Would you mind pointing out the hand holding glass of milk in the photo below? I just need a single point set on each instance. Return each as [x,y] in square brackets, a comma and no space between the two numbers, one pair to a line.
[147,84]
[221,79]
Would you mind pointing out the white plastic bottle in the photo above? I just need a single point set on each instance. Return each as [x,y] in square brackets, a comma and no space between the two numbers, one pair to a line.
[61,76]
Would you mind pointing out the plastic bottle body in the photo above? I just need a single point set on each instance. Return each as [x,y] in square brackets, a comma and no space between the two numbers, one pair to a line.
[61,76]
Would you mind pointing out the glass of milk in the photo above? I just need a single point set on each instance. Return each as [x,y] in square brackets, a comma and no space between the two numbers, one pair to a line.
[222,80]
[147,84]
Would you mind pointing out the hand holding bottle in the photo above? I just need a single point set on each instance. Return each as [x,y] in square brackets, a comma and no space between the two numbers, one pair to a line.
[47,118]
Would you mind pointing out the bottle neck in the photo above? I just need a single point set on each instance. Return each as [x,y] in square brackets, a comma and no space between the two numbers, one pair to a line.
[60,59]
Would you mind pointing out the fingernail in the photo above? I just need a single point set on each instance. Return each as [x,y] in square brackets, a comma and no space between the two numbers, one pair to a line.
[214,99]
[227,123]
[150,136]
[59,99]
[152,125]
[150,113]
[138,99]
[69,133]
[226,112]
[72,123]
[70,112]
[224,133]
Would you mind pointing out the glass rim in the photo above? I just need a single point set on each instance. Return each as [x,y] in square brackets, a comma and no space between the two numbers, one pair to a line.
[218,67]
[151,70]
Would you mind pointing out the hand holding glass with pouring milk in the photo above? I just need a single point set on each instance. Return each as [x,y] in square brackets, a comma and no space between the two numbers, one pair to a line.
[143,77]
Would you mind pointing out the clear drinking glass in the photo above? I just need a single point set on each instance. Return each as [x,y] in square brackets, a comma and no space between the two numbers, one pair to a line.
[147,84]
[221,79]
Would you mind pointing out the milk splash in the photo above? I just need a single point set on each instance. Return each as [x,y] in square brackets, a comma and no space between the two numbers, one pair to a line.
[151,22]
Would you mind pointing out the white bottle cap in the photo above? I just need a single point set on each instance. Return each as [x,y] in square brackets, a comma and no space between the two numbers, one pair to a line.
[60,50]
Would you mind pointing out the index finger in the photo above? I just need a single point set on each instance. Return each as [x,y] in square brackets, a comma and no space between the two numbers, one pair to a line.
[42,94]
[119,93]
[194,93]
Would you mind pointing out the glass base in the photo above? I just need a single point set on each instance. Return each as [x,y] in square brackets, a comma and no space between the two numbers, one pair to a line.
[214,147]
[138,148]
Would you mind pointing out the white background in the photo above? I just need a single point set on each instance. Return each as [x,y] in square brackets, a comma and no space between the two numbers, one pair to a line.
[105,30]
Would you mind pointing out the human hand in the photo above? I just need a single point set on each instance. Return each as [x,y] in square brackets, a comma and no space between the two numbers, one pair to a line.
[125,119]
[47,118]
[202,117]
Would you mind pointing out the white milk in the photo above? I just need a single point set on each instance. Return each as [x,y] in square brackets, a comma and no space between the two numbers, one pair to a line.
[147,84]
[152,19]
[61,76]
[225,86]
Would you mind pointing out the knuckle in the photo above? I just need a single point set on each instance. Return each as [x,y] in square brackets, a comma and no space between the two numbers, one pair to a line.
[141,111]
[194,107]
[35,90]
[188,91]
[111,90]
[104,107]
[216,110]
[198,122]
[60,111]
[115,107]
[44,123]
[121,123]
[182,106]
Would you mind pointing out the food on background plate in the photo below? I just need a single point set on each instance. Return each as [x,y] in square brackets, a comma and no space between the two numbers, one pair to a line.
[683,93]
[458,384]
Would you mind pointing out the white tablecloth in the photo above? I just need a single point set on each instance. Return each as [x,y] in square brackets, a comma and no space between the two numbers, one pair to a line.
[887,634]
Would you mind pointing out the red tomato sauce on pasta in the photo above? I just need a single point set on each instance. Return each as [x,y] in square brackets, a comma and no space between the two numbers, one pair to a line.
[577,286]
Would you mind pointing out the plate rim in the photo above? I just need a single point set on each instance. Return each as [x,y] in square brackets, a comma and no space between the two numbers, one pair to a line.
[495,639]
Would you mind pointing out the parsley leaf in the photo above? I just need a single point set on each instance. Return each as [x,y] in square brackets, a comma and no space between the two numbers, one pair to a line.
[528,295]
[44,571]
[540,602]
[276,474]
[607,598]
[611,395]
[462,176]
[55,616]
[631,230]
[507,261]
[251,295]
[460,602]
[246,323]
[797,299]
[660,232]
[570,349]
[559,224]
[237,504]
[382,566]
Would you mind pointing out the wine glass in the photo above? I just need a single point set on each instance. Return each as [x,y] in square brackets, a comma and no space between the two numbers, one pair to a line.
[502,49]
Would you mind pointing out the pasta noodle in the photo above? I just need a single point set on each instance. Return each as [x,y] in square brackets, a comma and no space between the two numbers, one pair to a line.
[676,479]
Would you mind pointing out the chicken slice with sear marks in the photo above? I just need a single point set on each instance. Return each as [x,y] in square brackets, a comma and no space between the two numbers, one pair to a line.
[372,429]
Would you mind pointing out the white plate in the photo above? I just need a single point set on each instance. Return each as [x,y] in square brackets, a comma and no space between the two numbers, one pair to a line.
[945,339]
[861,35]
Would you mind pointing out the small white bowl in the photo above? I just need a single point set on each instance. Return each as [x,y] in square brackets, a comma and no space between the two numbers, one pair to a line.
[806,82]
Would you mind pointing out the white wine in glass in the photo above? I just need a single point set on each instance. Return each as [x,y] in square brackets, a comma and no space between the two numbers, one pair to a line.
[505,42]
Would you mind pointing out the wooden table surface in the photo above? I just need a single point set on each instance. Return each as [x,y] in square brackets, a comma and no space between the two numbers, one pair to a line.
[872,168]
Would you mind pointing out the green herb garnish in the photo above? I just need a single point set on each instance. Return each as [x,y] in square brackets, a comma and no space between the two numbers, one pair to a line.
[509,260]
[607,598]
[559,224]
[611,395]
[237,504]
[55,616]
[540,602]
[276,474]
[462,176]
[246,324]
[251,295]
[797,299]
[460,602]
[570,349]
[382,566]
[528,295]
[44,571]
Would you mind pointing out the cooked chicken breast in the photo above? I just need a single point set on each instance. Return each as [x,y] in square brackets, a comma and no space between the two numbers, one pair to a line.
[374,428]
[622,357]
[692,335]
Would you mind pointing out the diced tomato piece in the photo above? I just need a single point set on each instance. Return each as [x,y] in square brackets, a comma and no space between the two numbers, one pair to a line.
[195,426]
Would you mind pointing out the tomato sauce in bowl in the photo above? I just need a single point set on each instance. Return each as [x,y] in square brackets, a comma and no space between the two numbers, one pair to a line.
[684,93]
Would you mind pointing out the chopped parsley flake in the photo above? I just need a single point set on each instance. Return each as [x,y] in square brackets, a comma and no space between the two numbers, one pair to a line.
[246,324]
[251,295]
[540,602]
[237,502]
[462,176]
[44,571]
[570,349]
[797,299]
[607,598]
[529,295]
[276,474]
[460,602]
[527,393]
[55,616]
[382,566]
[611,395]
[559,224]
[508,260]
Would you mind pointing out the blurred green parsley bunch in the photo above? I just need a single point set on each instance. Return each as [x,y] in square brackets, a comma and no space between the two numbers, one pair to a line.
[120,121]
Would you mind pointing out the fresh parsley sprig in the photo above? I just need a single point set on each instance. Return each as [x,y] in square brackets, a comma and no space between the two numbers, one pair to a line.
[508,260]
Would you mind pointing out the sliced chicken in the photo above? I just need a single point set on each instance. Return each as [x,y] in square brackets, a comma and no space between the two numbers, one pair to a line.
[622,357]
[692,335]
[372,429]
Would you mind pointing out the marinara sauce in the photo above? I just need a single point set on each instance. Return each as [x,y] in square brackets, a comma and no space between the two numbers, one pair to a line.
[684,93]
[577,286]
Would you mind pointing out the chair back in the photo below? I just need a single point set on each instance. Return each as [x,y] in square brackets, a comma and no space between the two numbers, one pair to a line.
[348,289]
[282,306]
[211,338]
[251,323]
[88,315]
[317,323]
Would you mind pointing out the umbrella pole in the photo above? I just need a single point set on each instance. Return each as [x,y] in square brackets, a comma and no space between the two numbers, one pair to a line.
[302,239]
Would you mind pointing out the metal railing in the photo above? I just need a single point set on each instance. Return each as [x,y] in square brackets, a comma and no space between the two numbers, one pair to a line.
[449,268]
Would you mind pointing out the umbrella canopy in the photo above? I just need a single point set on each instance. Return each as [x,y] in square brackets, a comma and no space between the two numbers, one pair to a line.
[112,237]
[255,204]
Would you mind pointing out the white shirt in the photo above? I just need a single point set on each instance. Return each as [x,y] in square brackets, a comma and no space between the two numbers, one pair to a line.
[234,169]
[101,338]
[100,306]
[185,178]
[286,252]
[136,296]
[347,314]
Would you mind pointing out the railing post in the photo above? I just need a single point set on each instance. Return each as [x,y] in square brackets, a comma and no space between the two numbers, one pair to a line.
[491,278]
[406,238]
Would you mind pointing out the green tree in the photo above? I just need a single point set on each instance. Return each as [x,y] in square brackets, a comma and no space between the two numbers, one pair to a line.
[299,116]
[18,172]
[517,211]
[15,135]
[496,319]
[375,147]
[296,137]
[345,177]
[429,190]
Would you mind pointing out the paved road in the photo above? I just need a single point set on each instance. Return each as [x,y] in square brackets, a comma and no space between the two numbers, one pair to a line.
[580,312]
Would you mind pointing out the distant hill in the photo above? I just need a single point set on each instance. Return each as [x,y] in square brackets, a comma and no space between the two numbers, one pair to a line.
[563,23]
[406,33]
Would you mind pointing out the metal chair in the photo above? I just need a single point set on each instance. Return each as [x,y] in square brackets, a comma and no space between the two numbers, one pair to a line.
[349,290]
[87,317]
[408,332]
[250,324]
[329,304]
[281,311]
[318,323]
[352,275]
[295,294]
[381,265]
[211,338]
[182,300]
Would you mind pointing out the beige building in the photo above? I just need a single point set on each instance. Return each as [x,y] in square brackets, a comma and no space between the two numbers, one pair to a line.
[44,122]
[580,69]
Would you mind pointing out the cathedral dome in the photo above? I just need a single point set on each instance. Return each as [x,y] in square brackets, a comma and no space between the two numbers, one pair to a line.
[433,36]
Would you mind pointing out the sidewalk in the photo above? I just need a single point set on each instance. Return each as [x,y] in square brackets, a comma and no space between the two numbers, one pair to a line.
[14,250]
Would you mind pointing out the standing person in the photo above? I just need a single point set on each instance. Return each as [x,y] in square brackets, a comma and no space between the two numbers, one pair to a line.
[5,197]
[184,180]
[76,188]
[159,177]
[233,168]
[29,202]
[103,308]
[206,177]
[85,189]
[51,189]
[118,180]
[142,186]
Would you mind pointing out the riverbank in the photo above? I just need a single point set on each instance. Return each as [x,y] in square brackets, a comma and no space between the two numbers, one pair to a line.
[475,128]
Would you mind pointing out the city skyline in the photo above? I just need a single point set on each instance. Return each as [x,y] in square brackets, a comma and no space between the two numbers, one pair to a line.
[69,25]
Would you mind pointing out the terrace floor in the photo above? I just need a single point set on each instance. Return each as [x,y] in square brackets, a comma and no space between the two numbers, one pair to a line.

__What to produce__:
Everything from the line containing "Would you mind pointing out the riverbank" to the last line of the entries above should be quoted exactly, and only that.

__Completed exercise__:
Would you mind pointing out the riverbank in the photo above? I just need a single point set on each instance. Return each as [x,y] in square brackets, a comma and no space between the two numbers, one pair to a line.
[475,128]
Would you mind pointing out the city skyline in the photo above? I just need a single point set on each instance. Return each as [x,y] in square brackets, a comma and no space between the two numbers, one pair to a line.
[69,25]
Would you mind pointing out the terrace floor in the photo above? I just need a single point set on each instance. Return each as [x,y] in square brackets, a comma and no space between the two numbers, one pair to a line.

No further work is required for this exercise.